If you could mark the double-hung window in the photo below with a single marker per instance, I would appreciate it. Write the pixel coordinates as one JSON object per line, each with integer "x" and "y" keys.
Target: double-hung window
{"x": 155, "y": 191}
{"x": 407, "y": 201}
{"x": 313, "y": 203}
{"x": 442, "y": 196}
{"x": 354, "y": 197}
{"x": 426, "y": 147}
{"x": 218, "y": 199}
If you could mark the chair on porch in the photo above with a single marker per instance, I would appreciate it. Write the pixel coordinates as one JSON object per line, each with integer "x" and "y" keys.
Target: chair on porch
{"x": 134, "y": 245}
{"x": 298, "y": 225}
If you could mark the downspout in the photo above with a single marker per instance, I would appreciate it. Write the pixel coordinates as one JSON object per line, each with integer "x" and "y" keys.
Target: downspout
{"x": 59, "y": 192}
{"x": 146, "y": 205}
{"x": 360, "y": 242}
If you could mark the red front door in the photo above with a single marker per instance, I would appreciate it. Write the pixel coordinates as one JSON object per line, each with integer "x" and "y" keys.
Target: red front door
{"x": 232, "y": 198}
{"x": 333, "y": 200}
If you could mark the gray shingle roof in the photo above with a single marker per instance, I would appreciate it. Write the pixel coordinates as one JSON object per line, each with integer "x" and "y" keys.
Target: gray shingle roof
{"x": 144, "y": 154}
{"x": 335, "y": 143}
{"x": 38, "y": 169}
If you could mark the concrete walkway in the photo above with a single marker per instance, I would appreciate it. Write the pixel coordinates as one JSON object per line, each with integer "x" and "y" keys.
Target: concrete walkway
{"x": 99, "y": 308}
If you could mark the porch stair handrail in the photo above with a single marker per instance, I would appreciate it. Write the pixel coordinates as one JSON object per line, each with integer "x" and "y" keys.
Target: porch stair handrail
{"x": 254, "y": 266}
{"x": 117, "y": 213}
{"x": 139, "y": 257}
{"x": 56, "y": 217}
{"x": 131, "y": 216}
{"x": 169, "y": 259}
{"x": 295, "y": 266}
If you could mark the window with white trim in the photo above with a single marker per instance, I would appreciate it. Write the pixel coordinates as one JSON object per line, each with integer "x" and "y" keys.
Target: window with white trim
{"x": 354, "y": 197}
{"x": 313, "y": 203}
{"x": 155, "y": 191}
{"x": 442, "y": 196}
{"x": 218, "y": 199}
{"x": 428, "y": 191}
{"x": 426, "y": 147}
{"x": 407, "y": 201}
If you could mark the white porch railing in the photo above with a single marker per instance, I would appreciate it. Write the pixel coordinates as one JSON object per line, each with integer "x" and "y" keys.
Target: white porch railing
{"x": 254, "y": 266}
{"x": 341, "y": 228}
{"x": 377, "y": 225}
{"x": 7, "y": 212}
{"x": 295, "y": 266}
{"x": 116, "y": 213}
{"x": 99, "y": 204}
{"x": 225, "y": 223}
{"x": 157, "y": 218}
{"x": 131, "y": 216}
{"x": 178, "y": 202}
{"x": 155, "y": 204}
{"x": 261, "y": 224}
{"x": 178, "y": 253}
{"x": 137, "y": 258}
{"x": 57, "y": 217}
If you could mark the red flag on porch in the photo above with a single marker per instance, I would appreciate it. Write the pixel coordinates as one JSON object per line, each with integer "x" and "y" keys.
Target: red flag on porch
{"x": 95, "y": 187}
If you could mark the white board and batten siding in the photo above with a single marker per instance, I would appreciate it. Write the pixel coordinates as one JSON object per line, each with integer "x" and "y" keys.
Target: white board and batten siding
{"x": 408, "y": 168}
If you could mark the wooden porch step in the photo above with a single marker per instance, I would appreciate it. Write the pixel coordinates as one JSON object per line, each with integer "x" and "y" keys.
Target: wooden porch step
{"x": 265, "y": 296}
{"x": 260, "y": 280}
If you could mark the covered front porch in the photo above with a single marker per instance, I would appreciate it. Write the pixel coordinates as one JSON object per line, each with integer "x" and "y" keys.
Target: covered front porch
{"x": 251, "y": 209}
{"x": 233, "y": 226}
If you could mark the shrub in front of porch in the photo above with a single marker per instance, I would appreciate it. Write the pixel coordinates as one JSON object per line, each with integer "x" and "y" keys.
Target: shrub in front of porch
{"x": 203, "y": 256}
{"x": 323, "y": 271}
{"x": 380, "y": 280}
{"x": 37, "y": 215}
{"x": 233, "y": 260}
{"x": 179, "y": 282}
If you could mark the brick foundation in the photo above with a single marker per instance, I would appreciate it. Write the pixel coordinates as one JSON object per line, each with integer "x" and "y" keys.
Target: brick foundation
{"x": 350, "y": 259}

» GOAL OF THE EXERCISE: Beginning with the line that holds "Target: shrub in front of porch" and ending with the last line of the listing, output every line exactly. Leave out everything else.

» ANSWER FOR THIS EXERCISE:
Target: shrub in front of porch
{"x": 203, "y": 256}
{"x": 323, "y": 271}
{"x": 380, "y": 280}
{"x": 37, "y": 215}
{"x": 233, "y": 260}
{"x": 179, "y": 282}
If you could mark the brick foundation in the photo above with a single marker per instance, I would appreciate it. Write the pixel coordinates as one JSON object per line, each with integer "x" and "y" keys.
Target: brick foundation
{"x": 350, "y": 259}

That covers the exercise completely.